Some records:

——————————

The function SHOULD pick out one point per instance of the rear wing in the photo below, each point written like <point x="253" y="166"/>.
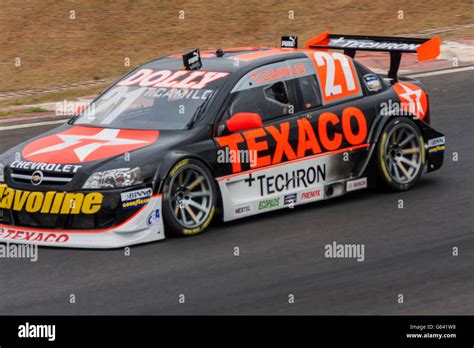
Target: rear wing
<point x="426" y="49"/>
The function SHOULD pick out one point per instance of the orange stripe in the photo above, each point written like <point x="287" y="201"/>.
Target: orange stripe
<point x="27" y="229"/>
<point x="295" y="161"/>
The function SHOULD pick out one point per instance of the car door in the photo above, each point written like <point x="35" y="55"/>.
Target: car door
<point x="252" y="171"/>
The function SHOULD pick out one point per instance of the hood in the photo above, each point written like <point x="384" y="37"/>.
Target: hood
<point x="78" y="151"/>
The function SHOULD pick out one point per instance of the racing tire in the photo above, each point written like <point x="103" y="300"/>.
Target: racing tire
<point x="400" y="155"/>
<point x="189" y="199"/>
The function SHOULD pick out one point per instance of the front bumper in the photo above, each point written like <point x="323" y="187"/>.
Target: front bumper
<point x="146" y="225"/>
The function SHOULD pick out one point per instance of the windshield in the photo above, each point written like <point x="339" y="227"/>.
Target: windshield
<point x="152" y="99"/>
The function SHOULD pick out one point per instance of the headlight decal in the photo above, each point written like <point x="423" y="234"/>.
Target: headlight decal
<point x="114" y="178"/>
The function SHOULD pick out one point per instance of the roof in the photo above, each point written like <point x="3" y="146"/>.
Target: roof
<point x="226" y="63"/>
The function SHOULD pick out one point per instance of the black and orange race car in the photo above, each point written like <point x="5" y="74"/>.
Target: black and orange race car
<point x="237" y="132"/>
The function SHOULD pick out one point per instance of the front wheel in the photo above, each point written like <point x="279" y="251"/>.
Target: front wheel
<point x="189" y="202"/>
<point x="400" y="154"/>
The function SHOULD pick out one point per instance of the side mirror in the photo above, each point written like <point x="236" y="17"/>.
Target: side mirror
<point x="244" y="120"/>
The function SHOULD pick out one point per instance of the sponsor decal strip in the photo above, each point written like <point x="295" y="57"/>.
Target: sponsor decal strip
<point x="48" y="167"/>
<point x="50" y="202"/>
<point x="351" y="148"/>
<point x="38" y="230"/>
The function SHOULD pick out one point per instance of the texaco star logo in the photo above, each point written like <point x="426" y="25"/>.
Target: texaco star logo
<point x="413" y="98"/>
<point x="83" y="144"/>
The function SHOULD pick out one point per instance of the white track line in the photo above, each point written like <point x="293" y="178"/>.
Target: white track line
<point x="46" y="123"/>
<point x="28" y="125"/>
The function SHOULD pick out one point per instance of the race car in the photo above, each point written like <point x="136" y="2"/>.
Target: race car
<point x="230" y="132"/>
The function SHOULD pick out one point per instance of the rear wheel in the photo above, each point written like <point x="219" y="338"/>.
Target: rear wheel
<point x="400" y="154"/>
<point x="189" y="202"/>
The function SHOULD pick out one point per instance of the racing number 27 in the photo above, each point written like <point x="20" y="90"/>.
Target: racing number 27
<point x="337" y="76"/>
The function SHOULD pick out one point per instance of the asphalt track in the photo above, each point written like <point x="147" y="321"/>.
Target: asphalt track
<point x="407" y="251"/>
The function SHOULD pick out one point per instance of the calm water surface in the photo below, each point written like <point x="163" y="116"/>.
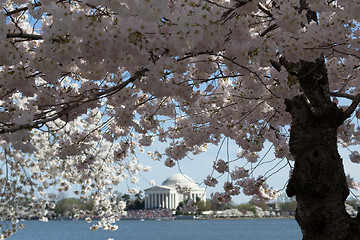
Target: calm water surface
<point x="237" y="229"/>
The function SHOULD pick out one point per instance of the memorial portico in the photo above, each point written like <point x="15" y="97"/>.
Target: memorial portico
<point x="166" y="196"/>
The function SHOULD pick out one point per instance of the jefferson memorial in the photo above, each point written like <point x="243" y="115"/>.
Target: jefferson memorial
<point x="166" y="196"/>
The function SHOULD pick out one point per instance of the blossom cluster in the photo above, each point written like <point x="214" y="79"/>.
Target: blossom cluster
<point x="85" y="85"/>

——————————

• **GIVEN REQUEST**: Reproduce all of the material with "SHOULD" changed to "MUST" wherever it occurs and nothing else altered. Leave the pictures out.

• **CORRECT OUTPUT**:
The function MUST pick out one point per instance of the rear wing in the photo below, each point written like <point x="253" y="166"/>.
Target: rear wing
<point x="426" y="49"/>
The function MUST pick out one point per instance of the orange stripe in the photo above, each point written like <point x="287" y="201"/>.
Target: orange stripe
<point x="27" y="229"/>
<point x="295" y="161"/>
The function MUST pick out one point per instance of the car door in the photo above, each point written like <point x="35" y="55"/>.
Target: car door
<point x="252" y="171"/>
The function MUST pick out one point per instance of the hood in the photo above, each point written like <point x="384" y="37"/>.
Target: hood
<point x="78" y="151"/>
The function MUST pick out one point per instance of the racing tire in the photo above, each point written like <point x="103" y="300"/>.
Target: racing tire
<point x="400" y="155"/>
<point x="189" y="199"/>
The function MUST pick out one point per instance of the front bumper in the photo above, each point written like <point x="323" y="187"/>.
Target: front bumper
<point x="146" y="225"/>
The function MUST pick out one point per instance of the windshield in the photo above, each point written like <point x="339" y="227"/>.
Target: windshield
<point x="152" y="99"/>
The function MUST pick out one point per instance of the headlight decal in the photo above, each point written like <point x="423" y="234"/>.
Target: headlight decal
<point x="114" y="178"/>
The function MUST pick out one point per instance of the roof in the photo above, each point written like <point x="3" y="146"/>.
Target: roof
<point x="226" y="63"/>
The function MUST pick out one point per instance of the black and orange race car in the photo above, each point written like <point x="5" y="74"/>.
Target: black and orange race car
<point x="237" y="132"/>
The function MUST pick out one point per instance of the front wheel in the photo above, each point written like <point x="279" y="251"/>.
Target: front wheel
<point x="189" y="202"/>
<point x="400" y="154"/>
The function MUST pick out one point per instance of the side mirror in the photo above, each point written like <point x="236" y="17"/>.
Target: side mirror
<point x="244" y="120"/>
The function MUST pick out one point per instance of the sponsor decal strip in the photo above, each point written like <point x="295" y="57"/>.
Target: sponsor decal strip
<point x="48" y="167"/>
<point x="50" y="202"/>
<point x="351" y="148"/>
<point x="38" y="230"/>
The function MUST pick out one point per instance of the texaco star logo in the photo above, each point written like <point x="426" y="25"/>.
Target: texaco star logo
<point x="413" y="98"/>
<point x="83" y="144"/>
The function MUST pick out one point per instance of the white track line in the photo above, each point written like <point x="293" y="178"/>.
Target: white track line
<point x="46" y="123"/>
<point x="28" y="125"/>
The function MUST pick out one point per instance of the race car in the photo above, each point written like <point x="136" y="2"/>.
Target: race car
<point x="230" y="132"/>
The function MUST pick out one point per instance of the rear wheel in the photo above, each point written like <point x="219" y="338"/>.
Target: rear wheel
<point x="400" y="154"/>
<point x="189" y="202"/>
The function MUST pick out one point per instance of the racing number 27 in the photo above, each point written like <point x="20" y="90"/>.
Target: racing number 27
<point x="337" y="76"/>
The function MUST pick out one point per instance of the asphalt track in the photo above, each point written like <point x="147" y="321"/>.
Target: asphalt track
<point x="407" y="251"/>
The function MUST pick out one point per instance of the calm water surface in the photo below, each point written like <point x="163" y="116"/>.
Target: calm water surface
<point x="237" y="229"/>
The function MUST pick out one point per instance of the memorial portico in the photo above, each point written like <point x="15" y="97"/>.
Target: memorial portico
<point x="166" y="196"/>
The function MUST pick out one point per instance of the jefferson memorial in the photo above, each point written like <point x="243" y="115"/>.
Target: jefferson memorial
<point x="166" y="196"/>
The function MUST pick out one point per instance of the blossom cluster in the photo above, each point written like <point x="214" y="79"/>.
Target: blossom cluster
<point x="85" y="85"/>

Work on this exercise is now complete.